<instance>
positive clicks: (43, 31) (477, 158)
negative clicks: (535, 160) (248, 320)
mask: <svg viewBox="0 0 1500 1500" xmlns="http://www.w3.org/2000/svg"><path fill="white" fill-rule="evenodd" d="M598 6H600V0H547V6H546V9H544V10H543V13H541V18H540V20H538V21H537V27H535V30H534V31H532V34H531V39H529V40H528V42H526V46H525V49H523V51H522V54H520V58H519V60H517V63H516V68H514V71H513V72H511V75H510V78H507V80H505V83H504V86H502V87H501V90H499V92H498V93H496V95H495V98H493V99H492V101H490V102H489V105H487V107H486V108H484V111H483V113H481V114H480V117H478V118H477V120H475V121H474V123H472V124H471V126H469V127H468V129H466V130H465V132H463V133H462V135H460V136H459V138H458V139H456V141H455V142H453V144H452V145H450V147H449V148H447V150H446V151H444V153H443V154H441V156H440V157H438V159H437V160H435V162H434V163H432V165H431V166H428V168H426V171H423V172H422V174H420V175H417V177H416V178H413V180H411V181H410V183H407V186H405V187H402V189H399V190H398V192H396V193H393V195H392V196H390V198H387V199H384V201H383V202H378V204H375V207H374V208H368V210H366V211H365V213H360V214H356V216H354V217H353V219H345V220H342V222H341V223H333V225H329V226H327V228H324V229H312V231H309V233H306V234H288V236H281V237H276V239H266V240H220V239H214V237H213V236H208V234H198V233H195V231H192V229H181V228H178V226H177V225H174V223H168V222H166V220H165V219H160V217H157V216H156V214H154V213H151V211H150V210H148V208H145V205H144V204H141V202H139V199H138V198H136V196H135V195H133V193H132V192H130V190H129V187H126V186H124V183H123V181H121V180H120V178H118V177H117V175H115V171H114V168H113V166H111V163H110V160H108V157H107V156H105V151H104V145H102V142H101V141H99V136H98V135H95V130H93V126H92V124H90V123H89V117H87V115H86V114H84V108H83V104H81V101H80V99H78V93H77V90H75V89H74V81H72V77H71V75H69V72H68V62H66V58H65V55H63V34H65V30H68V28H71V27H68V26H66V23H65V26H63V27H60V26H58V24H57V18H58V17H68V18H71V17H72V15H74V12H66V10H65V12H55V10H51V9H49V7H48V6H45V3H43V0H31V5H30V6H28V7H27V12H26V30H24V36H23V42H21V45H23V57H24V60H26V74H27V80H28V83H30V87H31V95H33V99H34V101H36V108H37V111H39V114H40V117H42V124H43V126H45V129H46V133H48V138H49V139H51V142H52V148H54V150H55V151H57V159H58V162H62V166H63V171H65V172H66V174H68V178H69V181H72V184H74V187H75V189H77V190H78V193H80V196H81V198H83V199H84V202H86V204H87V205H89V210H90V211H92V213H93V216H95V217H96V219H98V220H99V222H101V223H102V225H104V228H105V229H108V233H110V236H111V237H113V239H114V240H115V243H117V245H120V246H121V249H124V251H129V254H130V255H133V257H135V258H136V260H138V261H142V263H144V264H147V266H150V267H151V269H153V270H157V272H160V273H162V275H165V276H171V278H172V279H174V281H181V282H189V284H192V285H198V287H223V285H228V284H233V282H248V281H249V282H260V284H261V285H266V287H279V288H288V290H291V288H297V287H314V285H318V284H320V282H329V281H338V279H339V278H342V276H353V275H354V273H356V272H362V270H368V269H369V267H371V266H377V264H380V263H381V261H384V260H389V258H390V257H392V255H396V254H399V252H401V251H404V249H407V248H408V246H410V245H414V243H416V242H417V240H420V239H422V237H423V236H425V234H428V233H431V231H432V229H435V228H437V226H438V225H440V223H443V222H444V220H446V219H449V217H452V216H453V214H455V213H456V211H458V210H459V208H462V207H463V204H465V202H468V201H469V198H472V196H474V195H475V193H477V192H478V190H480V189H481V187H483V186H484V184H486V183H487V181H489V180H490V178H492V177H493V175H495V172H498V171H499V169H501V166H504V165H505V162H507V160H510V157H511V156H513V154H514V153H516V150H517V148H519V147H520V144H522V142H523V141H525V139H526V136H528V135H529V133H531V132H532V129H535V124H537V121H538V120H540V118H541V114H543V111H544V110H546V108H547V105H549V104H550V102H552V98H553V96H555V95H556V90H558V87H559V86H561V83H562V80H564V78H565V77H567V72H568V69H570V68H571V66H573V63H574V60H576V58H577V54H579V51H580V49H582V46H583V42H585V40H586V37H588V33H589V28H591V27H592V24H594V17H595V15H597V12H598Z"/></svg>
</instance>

__________

## PROBLEM DESCRIPTION
Return the records above line for line, with every character unchanged.

## WRITTEN RESPONSE
<instance>
positive clicks: (43, 31) (477, 158)
negative clicks: (535, 160) (248, 320)
mask: <svg viewBox="0 0 1500 1500" xmlns="http://www.w3.org/2000/svg"><path fill="white" fill-rule="evenodd" d="M598 6H600V0H547V6H546V9H544V10H543V13H541V18H540V20H538V21H537V27H535V30H534V31H532V34H531V39H529V40H528V42H526V46H525V49H523V51H522V54H520V58H519V60H517V63H516V68H514V71H513V72H511V75H510V78H507V80H505V83H504V86H502V87H501V90H499V92H498V93H496V95H495V98H493V99H492V101H490V102H489V105H487V107H486V108H484V111H483V113H481V114H480V117H478V118H477V120H475V121H474V123H472V124H471V126H469V127H468V129H466V130H465V132H463V133H462V135H460V136H459V138H458V139H456V141H455V142H453V144H452V145H450V147H449V148H447V150H446V151H444V153H443V154H441V156H440V157H438V159H437V160H435V162H434V163H432V165H431V166H428V168H426V171H423V172H422V174H420V175H417V177H416V178H413V180H411V181H410V183H407V186H405V187H402V189H399V190H398V192H396V193H393V195H392V196H390V198H387V199H384V201H383V202H378V204H375V207H374V208H368V210H366V211H365V213H360V214H356V216H354V217H353V219H345V220H342V222H341V223H333V225H329V226H327V228H324V229H312V231H309V233H306V234H288V236H281V237H276V239H266V240H220V239H214V237H213V236H208V234H198V233H195V231H192V229H181V228H178V226H177V225H174V223H168V222H166V220H165V219H160V217H157V216H156V214H154V213H151V211H150V210H148V208H145V205H144V204H141V202H139V199H138V198H136V196H135V195H133V193H132V192H130V190H129V187H126V186H124V183H123V181H121V180H120V178H118V177H117V175H115V171H114V168H113V166H111V163H110V160H108V157H107V156H105V151H104V145H102V142H101V141H99V136H98V135H95V130H93V126H92V124H90V123H89V117H87V115H86V114H84V108H83V104H81V101H80V99H78V93H77V90H75V89H74V81H72V77H71V75H69V72H68V62H66V58H65V55H63V34H65V30H68V28H71V27H68V26H66V23H65V26H63V27H60V26H58V24H57V18H58V17H68V18H71V17H72V15H74V12H66V10H65V12H55V10H51V9H49V7H48V6H45V3H43V0H31V5H30V6H28V7H27V12H26V30H24V36H23V42H21V45H23V57H24V60H26V74H27V80H28V83H30V87H31V95H33V99H34V101H36V108H37V111H39V114H40V117H42V124H43V126H45V129H46V133H48V138H49V139H51V142H52V148H54V150H55V151H57V159H58V162H62V166H63V171H65V172H66V174H68V178H69V181H72V184H74V187H75V189H77V190H78V193H80V196H81V198H83V199H84V202H86V204H87V205H89V210H90V211H92V213H93V216H95V217H96V219H98V220H99V222H101V223H102V225H104V228H105V229H108V233H110V236H111V237H113V239H114V240H115V243H117V245H120V246H121V249H124V251H129V254H130V255H133V257H135V258H136V260H138V261H142V263H144V264H147V266H150V267H151V269H153V270H157V272H160V273H162V275H165V276H171V278H172V279H174V281H181V282H189V284H192V285H198V287H223V285H228V284H233V282H248V281H249V282H260V284H261V285H266V287H279V288H288V290H291V288H297V287H314V285H318V284H320V282H329V281H338V279H339V278H342V276H353V275H354V273H356V272H362V270H368V269H369V267H371V266H377V264H380V263H381V261H384V260H389V258H390V257H392V255H396V254H399V252H401V251H404V249H407V248H408V246H410V245H414V243H416V242H417V240H420V239H422V237H423V236H425V234H428V233H431V231H432V229H435V228H437V226H438V225H440V223H443V222H444V220H446V219H449V217H452V216H453V214H455V213H456V211H458V210H459V208H462V207H463V204H465V202H468V201H469V198H472V196H474V195H475V193H477V192H478V190H480V189H481V187H483V186H484V184H486V183H487V181H489V180H490V178H492V177H493V175H495V172H498V171H499V169H501V166H504V165H505V162H507V160H510V157H511V156H513V154H514V153H516V150H517V148H519V147H520V144H522V142H523V141H525V139H526V136H528V135H529V133H531V132H532V129H535V124H537V121H538V120H540V118H541V114H543V111H544V110H546V108H547V105H549V104H550V102H552V98H553V96H555V95H556V90H558V87H559V86H561V83H562V80H564V78H565V77H567V72H568V69H570V68H571V66H573V63H574V60H576V58H577V54H579V51H580V49H582V46H583V42H585V40H586V37H588V33H589V28H591V27H592V24H594V17H595V15H597V12H598Z"/></svg>
</instance>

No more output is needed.